In the forum thread on taxes, why does one reply say that driving uberX can generate a deduction for a driver's other sources of revenue?

● Excerpted passage
________________________

# Another taxes question....



## lazyamerican (Jul 15, 2017)

Would asking my day time employer to increase tax withholdings from that pay check basically negate uber/lyft taxes owed?


----------



## Older Chauffeur (Oct 16, 2014)

lazyamerican said:


> Would asking my day time employer to increase tax withholdings from that pay check basically negate uber/lyft taxes owed?


Yes, if you have sufficient money withheld. If your net profit is over $400 you will owe 15.3% FICA plus regular income tax.

Disclosure: I'm not a tax professional.


----------



## Mars Troll Number 4 (Oct 30, 2015)

lazyamerican said:


> Would asking my day time employer to increase tax withholdings from that pay check basically negate uber/lyft taxes owed?


umm yes, your prepaying more of your taxes, another option is to make bi-monthly (every other month) payments to the IRS based on what you actually made Ubering.

https://www.irs.gov/uac/pay-taxes-by-credit-or-debit-card

Assuming your in a market that generates taxable income, some places driving uberX actually generates a net loss in terms of taxable income and therefore it generates a deduction for any other revenue source.

________________________

Entries from a pointing dataset
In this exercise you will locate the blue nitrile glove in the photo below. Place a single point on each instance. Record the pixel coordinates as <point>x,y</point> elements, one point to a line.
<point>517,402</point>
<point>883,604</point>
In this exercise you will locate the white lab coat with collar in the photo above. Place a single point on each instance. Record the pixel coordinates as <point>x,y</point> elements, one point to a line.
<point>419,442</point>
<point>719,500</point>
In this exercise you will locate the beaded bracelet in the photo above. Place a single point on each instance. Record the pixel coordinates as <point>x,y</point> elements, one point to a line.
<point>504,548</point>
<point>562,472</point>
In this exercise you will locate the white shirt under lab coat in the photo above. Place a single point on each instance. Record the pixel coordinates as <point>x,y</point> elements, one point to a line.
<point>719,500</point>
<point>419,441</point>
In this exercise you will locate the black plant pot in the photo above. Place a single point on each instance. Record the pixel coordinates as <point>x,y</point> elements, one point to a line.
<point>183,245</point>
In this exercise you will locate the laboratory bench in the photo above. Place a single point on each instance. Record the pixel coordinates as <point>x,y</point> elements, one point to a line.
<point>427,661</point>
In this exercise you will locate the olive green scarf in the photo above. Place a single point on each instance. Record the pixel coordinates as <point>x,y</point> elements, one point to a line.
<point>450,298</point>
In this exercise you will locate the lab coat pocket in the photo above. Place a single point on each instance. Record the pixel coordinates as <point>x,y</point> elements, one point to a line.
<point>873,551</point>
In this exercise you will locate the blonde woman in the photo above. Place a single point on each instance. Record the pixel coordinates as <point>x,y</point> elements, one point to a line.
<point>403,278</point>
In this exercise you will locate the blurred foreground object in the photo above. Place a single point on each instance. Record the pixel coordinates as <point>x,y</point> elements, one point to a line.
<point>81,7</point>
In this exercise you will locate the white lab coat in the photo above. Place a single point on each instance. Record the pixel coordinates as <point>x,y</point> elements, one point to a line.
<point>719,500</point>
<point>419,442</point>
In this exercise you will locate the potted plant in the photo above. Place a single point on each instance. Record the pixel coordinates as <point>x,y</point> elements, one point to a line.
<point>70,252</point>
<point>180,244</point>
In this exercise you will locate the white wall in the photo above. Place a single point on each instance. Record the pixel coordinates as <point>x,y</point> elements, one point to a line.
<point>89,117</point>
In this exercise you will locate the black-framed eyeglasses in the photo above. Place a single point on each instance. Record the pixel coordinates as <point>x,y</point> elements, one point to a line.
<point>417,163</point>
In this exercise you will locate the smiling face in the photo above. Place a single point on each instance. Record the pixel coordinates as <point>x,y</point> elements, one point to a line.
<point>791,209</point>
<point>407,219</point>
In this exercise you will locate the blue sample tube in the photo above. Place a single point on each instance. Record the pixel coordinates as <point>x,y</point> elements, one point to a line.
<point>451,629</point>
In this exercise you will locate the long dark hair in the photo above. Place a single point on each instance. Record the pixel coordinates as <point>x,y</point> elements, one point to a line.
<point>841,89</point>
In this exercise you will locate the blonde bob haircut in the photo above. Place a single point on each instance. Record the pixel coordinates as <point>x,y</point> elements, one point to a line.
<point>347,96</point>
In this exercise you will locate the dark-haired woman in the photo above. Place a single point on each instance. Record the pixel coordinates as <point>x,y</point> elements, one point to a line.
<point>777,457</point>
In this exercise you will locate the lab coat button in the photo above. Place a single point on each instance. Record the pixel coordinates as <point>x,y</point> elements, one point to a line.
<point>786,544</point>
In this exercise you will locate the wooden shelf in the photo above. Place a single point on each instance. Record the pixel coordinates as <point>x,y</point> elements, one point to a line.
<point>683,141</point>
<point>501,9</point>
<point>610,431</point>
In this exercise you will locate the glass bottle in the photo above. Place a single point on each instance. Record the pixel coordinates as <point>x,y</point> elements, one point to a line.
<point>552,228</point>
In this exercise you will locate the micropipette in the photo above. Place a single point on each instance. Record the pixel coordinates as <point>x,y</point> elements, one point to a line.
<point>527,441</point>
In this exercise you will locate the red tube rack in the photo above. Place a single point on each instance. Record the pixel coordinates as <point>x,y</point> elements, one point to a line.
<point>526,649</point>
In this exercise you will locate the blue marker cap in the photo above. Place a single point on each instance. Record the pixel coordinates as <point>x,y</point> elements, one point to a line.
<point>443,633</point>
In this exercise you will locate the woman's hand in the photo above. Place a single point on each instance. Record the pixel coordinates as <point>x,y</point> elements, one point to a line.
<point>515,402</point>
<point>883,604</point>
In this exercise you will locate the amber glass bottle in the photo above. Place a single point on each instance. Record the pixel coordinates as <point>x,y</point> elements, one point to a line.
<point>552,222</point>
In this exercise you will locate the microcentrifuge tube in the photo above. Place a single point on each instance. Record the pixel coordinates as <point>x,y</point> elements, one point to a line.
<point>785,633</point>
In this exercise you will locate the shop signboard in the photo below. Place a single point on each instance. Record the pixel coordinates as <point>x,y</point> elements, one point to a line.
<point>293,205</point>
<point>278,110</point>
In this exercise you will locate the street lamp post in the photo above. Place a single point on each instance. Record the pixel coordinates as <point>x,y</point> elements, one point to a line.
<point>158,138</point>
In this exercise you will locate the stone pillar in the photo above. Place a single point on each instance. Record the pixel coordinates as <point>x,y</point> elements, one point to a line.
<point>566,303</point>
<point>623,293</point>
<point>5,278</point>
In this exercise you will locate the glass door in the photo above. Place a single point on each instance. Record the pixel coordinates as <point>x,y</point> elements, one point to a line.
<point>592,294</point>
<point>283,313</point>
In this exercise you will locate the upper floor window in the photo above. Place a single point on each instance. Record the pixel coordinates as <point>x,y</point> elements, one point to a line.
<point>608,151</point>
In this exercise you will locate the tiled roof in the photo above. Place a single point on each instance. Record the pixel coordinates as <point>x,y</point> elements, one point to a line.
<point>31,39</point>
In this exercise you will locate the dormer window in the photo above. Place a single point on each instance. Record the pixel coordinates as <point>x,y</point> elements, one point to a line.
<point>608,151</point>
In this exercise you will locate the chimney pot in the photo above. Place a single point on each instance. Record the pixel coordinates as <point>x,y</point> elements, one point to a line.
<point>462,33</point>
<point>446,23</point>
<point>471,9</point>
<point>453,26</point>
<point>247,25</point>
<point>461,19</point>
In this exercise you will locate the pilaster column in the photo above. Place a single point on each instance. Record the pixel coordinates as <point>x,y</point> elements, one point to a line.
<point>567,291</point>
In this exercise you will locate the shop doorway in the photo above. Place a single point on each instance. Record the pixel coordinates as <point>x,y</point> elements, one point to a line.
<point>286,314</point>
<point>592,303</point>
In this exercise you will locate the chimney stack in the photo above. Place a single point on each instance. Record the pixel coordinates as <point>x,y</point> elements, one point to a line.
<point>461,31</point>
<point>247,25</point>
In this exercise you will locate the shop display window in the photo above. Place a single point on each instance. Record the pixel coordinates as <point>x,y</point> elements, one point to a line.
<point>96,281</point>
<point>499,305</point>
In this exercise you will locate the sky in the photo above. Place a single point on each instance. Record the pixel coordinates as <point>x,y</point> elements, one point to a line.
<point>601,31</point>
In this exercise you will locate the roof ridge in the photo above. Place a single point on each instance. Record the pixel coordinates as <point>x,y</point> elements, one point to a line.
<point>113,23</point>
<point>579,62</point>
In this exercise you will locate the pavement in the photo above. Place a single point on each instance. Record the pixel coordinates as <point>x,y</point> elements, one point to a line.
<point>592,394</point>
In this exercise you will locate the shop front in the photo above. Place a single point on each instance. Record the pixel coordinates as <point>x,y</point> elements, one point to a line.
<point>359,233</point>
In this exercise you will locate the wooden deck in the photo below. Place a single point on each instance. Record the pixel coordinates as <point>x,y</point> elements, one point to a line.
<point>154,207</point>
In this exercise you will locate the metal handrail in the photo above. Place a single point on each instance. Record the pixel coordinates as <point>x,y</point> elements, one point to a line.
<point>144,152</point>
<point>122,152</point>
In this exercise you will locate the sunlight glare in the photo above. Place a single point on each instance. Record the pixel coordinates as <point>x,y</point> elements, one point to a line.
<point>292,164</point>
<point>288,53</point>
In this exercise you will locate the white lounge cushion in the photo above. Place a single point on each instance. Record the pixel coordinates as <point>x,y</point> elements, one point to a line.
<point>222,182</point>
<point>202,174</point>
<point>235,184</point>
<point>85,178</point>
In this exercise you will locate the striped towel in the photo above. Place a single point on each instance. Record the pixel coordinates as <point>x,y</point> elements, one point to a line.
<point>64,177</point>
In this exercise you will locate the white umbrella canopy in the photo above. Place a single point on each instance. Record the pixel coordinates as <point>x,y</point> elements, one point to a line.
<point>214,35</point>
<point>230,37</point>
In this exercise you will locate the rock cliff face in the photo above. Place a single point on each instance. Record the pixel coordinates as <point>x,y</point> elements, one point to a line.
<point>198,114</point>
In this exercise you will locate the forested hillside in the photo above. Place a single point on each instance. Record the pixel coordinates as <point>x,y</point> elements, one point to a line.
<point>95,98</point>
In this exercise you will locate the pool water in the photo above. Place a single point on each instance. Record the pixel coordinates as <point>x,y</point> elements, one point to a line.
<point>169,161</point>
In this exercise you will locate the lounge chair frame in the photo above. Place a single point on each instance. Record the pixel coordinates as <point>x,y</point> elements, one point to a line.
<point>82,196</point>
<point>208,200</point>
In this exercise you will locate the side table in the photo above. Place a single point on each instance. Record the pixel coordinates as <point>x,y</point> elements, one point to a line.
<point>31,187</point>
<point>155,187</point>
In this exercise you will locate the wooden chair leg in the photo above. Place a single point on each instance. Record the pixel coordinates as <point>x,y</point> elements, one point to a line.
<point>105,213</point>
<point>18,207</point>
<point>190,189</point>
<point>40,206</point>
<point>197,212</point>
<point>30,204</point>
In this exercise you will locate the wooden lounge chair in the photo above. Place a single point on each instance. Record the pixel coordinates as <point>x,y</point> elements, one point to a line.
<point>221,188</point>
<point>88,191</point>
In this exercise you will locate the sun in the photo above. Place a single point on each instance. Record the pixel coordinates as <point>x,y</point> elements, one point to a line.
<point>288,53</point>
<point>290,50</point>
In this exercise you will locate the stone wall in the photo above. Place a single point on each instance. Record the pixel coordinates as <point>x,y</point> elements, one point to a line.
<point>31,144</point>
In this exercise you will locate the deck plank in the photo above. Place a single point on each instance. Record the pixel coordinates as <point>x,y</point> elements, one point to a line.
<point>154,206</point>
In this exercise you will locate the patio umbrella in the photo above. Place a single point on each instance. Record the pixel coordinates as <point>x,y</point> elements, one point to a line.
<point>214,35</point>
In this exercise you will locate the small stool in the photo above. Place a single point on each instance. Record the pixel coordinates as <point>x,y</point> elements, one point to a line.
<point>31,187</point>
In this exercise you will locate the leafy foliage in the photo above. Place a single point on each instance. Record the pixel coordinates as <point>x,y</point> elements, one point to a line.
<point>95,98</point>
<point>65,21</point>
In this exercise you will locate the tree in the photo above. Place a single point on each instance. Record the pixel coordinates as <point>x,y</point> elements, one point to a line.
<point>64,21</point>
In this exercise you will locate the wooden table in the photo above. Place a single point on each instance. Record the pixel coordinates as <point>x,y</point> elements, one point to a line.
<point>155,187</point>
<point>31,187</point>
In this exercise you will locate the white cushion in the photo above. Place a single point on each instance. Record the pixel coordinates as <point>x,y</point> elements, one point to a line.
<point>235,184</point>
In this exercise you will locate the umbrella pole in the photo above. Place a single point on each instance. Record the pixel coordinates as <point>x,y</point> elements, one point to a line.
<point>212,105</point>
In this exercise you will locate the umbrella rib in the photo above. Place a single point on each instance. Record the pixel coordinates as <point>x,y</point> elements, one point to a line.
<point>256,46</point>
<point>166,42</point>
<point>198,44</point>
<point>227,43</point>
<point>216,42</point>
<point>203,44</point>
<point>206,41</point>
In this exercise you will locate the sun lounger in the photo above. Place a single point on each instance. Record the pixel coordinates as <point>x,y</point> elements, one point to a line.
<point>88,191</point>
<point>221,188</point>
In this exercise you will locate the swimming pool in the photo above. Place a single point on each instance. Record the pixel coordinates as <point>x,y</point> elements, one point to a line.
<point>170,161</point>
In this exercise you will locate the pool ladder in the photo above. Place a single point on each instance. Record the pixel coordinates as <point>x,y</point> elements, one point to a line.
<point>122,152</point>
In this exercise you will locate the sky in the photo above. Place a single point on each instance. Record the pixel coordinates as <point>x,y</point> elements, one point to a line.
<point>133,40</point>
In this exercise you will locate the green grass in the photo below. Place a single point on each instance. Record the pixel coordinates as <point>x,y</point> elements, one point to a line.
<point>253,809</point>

________________________

● Reply to the exercise
In some places, driving uberX actually produces a net loss in taxable income. That loss is what creates a deduction against any other revenue source.